▶ _Cosa si chiede_: Trascriva in un elenco numerato tutte le righe delle voci riportate qui sotto, omettendo le righe vuote. Non includa le immagini nella risposta.

▶ _Voci fornite_:
══════

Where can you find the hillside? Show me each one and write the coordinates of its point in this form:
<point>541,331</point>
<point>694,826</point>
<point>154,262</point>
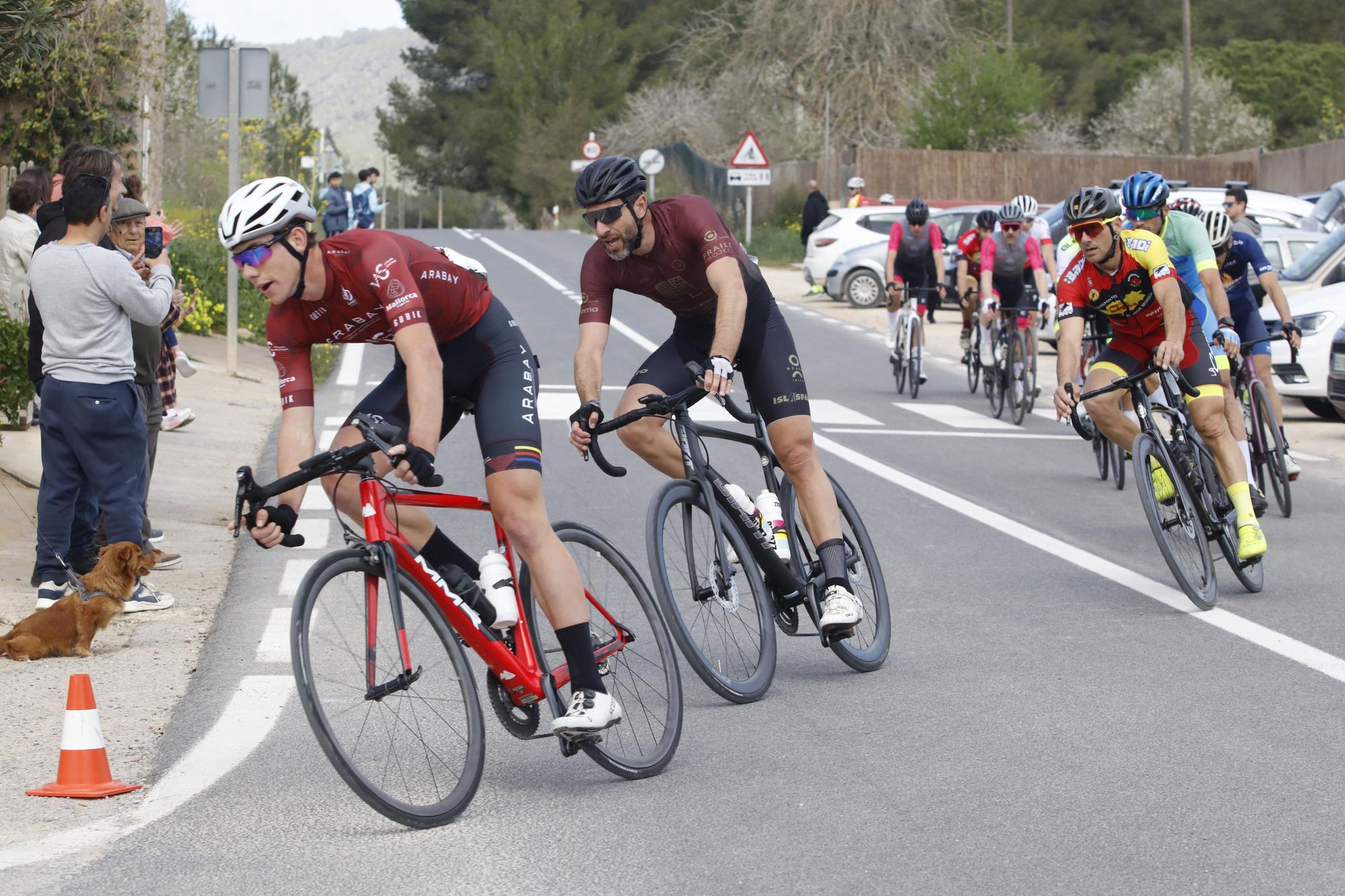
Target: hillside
<point>348,80</point>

══════

▶ _Risposta corretta_:
1. Where can you find the hillside? Show me each one and write the coordinates of its point in this form:
2. <point>541,331</point>
3. <point>694,826</point>
4. <point>154,262</point>
5. Target: hillside
6. <point>348,80</point>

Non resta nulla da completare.